▸ Extracted text

Thank you for sample codes. I made improved version.

import fs from "node:fs/promises";
import path from "node:path";

...

    {
      name: "remove-original-images",
      hooks: {
        "astro:build:done": async ({ dir }) => {
          const astroDir = path.join(dir.pathname, `_astro/`);
          const files = await fs.readdir(astroDir);

          for (const file of files) {
            const { name, ext } = path.parse(file);
            const { ext: hashStr } = path.parse(name);

            if (!ext) continue;
            if (!hashStr) continue;
            if (![`.jpg`, `.jpeg`, `.png`, `.webp`].includes(ext)) continue;
            if (hashStr.includes(`_`)) continue;

            console.log(`Removing original image: ${file}`);
            await fs.unlink(path.join(astroDir, file));
          }
        },
      },
    },

Optimized image seems to have {name}.{original hash}_{additinal hash}.{ext} . However, sadly, some {original hash} contain _ . Therefore, the above scripts wrongly detect these images as optimized and will not remove it.

jurajkapsz commented 4 days ago

Thanks guys for sharing the original image removal code. Probably you got it further improved by now, in any case here is my version as of now. I modified the matching algorithm to overcome the mentioned _ limitation and added support for reflecting the Astro _assets folder setting from AstroConfig itself because I myself have it customized.

▸ Objectives
[1] In the forum thread, what name is given to the plugin in the code?
[2] Reproduce the forum thread from "Optimized image seems" to "have it customized.".
The listing comes from a separate source.

▸ Provided material
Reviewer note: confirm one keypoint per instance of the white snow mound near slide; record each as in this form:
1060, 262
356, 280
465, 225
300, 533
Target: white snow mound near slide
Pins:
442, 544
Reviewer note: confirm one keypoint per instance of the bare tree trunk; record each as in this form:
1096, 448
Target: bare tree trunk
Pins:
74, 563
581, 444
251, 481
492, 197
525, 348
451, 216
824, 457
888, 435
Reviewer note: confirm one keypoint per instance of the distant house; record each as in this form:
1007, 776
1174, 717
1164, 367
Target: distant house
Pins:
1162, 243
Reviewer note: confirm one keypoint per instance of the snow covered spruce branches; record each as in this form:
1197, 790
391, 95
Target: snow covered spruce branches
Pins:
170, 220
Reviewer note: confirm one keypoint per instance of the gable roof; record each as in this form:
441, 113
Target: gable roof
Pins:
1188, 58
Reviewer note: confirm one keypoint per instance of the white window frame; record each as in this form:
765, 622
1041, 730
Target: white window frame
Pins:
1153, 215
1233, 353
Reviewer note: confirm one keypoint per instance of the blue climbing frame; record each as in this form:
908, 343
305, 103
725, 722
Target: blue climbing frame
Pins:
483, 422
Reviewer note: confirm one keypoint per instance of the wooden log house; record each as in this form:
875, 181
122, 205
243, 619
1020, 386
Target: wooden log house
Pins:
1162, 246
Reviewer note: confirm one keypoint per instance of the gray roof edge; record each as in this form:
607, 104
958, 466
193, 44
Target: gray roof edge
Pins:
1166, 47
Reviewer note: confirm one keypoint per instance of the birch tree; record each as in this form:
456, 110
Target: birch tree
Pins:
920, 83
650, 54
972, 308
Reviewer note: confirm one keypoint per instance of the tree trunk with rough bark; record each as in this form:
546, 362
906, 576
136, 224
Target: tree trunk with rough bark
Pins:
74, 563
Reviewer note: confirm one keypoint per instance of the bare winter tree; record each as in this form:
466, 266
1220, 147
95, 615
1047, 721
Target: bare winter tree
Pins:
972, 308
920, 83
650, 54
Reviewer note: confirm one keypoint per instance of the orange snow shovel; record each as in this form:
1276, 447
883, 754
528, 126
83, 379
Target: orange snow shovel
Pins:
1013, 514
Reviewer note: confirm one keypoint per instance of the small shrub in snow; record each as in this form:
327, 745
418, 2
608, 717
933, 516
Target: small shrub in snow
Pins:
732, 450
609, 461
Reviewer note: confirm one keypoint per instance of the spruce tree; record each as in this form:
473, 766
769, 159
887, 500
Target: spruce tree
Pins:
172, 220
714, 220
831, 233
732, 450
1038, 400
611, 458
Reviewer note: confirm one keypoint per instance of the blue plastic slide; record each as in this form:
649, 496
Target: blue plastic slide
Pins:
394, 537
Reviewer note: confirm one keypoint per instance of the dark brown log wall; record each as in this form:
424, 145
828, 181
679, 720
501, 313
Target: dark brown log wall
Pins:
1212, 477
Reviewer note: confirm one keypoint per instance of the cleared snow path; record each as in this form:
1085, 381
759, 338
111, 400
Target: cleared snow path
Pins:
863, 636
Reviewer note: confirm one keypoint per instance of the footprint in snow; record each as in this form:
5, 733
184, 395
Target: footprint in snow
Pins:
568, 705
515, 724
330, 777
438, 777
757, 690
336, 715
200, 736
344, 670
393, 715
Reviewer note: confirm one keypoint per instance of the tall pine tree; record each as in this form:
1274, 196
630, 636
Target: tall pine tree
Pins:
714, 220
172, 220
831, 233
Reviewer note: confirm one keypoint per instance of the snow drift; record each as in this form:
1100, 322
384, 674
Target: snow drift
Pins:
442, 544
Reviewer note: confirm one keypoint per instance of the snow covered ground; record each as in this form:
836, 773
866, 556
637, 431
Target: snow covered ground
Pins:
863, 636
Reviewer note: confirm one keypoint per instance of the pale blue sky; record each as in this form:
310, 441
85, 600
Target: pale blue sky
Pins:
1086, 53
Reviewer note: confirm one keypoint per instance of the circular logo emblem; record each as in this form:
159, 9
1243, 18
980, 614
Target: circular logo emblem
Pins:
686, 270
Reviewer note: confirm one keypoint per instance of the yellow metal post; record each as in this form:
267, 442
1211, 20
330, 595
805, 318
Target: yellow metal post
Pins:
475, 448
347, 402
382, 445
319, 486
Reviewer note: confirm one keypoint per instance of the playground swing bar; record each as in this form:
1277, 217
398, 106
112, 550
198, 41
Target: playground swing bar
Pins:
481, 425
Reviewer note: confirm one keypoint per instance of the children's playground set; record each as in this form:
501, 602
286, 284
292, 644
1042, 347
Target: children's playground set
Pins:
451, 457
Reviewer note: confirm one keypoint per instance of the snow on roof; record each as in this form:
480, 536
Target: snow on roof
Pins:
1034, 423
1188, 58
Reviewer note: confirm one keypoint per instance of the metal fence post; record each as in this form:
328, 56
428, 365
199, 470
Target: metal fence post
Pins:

▸ Results of the tasks
[1] remove-original-images

[2]
Optimized image seems to have {name}.{original hash}_{additinal hash}.{ext} . However, sadly, some {original hash} contain _ . Therefore, the above scripts wrongly detect these images as optimized and will not remove it.

jurajkapsz commented 4 days ago

Thanks guys for sharing the original image removal code. Probably you got it further improved by now, in any case here is my version as of now. I modified the matching algorithm to overcome the mentioned _ limitation and added support for reflecting the Astro _assets folder setting from AstroConfig itself because I myself have it customized.